===== Records to process

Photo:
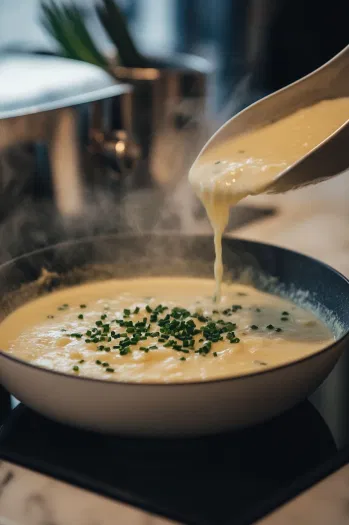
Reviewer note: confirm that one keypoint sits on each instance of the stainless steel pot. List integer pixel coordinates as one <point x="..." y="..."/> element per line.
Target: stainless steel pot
<point x="170" y="115"/>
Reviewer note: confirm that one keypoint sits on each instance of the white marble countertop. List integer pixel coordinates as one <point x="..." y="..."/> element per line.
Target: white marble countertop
<point x="314" y="221"/>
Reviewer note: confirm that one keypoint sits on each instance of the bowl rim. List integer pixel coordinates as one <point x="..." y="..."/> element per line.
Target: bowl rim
<point x="196" y="383"/>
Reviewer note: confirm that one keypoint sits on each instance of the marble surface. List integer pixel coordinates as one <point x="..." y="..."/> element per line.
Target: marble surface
<point x="314" y="221"/>
<point x="29" y="498"/>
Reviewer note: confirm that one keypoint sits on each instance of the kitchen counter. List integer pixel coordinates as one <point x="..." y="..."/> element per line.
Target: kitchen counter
<point x="314" y="221"/>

==========

- _Goal_: Rewrite all of the entries above with every "keypoint" changed to "marker" and nothing else altered. Leave the pictures out of your version.

- _Output_:
Photo:
Reviewer note: confirm that one marker sits on each instance of the stainless steel pot. List integer pixel coordinates as one <point x="..." y="..."/> element per line.
Target: stainless steel pot
<point x="170" y="115"/>
Reviewer note: confirm that one marker sits on each instance of the white marble countertop. List integer pixel coordinates as one <point x="..." y="..."/> element per line.
Target: white marble countertop
<point x="314" y="221"/>
Reviewer note: confirm that one marker sits on each instance of the bowl rim. List integer pixel coordinates as one <point x="..." y="..."/> element per line.
Target: bowl rim
<point x="196" y="383"/>
Reviewer note: confirm that one marker sits on each instance of the marble surface. List integer pixel coordinates as one <point x="..." y="..."/> element per line.
Target: marble surface
<point x="314" y="221"/>
<point x="29" y="498"/>
Reviewer note: confirm that one marker sits on each instance of the kitchen counter. List integer pixel coordinates as one <point x="..." y="..."/> element per line.
Target: kitchen counter
<point x="314" y="221"/>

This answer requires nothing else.